• REQUIREMENT: Produce the records again in full, exactly as shown below.

═════ RECORDS SUPPLIED

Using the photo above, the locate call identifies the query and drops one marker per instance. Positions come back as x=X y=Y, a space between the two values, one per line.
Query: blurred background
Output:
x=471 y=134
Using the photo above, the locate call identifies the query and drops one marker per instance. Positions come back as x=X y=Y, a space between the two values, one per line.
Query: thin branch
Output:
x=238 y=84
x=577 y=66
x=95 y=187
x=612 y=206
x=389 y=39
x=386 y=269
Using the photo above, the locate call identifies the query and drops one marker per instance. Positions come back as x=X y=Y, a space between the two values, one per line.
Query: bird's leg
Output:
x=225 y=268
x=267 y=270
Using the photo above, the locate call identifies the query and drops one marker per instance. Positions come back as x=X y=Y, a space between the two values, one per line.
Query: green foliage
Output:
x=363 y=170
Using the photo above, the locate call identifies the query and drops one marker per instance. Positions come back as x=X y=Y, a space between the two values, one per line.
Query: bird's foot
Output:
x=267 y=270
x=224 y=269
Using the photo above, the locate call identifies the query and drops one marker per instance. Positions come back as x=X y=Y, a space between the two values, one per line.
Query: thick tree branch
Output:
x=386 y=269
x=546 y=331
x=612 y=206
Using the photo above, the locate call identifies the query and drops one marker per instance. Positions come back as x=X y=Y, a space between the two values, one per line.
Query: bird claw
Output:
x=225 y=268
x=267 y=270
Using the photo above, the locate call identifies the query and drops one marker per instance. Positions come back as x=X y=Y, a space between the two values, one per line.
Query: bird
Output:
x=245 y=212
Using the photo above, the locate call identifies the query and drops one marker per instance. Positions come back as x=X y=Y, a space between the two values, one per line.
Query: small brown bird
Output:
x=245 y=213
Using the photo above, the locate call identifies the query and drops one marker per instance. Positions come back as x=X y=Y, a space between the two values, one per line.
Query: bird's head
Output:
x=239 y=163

══════════

• ANSWER:
Using the photo above, the locate call identifies the query and drops one marker per instance. Positions come back as x=X y=Y, a space between the two values, one per line.
Query: blurred background
Output:
x=471 y=134
Using the photo above, the locate call identifies the query and drops one marker per instance. Positions come back as x=X y=Y, a space between the two values, one per line.
Query: thin branch
Output:
x=238 y=84
x=577 y=66
x=95 y=187
x=612 y=206
x=389 y=39
x=386 y=269
Using the photo above, the locate call identifies the query and drops one marker per instance. Positions come back as x=X y=Y, a space between the two values, one per line.
Query: bird's leg
Output:
x=225 y=268
x=267 y=270
Using the photo above, the locate call identifies the query and drops one marker per instance. Positions come back as x=X y=Y, a space between the two values, one per line.
Query: green foliage
Output:
x=363 y=170
Using the photo above, the locate call identifies the query and drops one marker per instance. Positions come back as x=X y=Y, a space between the two values, one per line.
Query: bird's foot
Output:
x=267 y=270
x=224 y=269
Using the photo above, the locate call identifies the query and drops one marker per instance. Positions come back as x=X y=Y, a space between the two values, one per line.
Query: thick tree branch
Output:
x=386 y=269
x=546 y=331
x=612 y=206
Using the photo above, the locate call identifies the query and drops one marker per instance. Positions come back as x=X y=Y, a space between the two values, one per line.
Query: bird claw
Output:
x=225 y=268
x=267 y=270
Using the photo above, the locate call identifies the query and drops one marker per instance. Positions come back as x=X y=Y, a space between the two values, one per line.
Query: bird
Output:
x=245 y=212
Using the photo above, the locate call identifies the query and drops one marker per instance. Positions come back as x=X y=Y, a space between the two values, one per line.
Query: small brown bird
Output:
x=245 y=213
Using the photo above, the locate call identifies the query and drops one marker per instance. Positions come back as x=X y=Y, a space between the two values, one per line.
Query: bird's head
Output:
x=239 y=163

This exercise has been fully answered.